REQUIREMENT –
Copy the records from their first line through the line that contains "positive clicks: (147, 61) (92, 55)", including both ends, and keep every character the same.

(Records taken from a collection)
■ ■ ■ ■ ■
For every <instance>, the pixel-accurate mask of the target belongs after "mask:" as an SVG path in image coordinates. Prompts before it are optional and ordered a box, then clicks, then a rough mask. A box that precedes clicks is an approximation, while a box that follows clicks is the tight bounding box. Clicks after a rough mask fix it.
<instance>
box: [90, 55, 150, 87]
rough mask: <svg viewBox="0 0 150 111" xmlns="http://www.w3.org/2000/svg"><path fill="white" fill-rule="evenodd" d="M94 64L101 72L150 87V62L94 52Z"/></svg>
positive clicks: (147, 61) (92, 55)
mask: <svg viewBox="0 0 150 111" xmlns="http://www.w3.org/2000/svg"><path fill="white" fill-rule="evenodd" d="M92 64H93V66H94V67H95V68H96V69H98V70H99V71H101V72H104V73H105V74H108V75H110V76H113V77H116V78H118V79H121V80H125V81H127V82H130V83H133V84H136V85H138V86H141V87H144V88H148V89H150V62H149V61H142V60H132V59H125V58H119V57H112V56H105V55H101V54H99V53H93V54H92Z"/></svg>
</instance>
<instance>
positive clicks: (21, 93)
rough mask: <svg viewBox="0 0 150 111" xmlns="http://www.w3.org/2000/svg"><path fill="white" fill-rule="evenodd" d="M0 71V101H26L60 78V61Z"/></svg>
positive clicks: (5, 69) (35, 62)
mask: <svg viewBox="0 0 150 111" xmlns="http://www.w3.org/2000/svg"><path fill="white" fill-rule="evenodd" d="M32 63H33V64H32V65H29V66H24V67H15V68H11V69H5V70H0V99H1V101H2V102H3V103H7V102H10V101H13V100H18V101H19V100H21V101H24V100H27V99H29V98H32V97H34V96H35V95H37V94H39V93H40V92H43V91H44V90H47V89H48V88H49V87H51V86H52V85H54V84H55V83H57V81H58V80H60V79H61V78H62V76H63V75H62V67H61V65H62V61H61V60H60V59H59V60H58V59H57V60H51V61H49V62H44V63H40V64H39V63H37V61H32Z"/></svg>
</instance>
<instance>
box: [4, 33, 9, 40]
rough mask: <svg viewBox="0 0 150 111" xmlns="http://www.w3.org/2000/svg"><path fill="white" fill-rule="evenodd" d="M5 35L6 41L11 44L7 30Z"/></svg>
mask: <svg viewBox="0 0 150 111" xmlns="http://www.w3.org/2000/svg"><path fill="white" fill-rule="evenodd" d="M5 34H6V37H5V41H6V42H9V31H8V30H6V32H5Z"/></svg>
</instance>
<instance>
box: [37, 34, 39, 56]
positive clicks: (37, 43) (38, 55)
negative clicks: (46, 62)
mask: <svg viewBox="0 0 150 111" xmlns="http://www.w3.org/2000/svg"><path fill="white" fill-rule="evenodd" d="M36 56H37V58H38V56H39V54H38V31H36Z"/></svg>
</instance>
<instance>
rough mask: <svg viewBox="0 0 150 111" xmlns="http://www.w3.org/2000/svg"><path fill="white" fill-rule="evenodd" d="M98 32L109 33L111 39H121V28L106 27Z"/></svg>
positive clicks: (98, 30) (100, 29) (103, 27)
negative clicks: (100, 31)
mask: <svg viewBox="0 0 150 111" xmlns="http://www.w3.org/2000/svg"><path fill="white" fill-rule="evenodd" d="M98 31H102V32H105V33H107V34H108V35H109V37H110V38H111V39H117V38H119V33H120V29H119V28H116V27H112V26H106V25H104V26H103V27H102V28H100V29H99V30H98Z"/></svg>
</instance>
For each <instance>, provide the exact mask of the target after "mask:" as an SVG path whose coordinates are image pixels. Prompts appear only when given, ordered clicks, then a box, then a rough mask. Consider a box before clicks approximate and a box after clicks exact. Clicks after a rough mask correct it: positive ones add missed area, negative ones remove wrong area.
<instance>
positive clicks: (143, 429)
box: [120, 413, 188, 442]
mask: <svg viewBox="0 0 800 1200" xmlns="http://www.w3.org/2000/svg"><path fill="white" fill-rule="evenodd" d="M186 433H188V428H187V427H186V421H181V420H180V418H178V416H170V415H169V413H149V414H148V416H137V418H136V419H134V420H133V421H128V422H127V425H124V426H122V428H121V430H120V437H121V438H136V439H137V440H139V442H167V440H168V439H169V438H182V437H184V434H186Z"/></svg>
■ ■ ■ ■ ■
RESPONSE –
For every <instance>, the pixel-accurate mask of the target belongs after "mask:" as an SVG path in image coordinates. Prompts before it are optional and ordered a box, then clicks, then a rough mask. A box that precedes clicks is an approximation, while a box that follows clicks is the tight bounding box. Clicks after a rough mask fix it.
<instance>
box: [90, 55, 150, 87]
rough mask: <svg viewBox="0 0 150 111" xmlns="http://www.w3.org/2000/svg"><path fill="white" fill-rule="evenodd" d="M94 64L101 72L150 87V62L94 52Z"/></svg>
positive clicks: (147, 61) (92, 55)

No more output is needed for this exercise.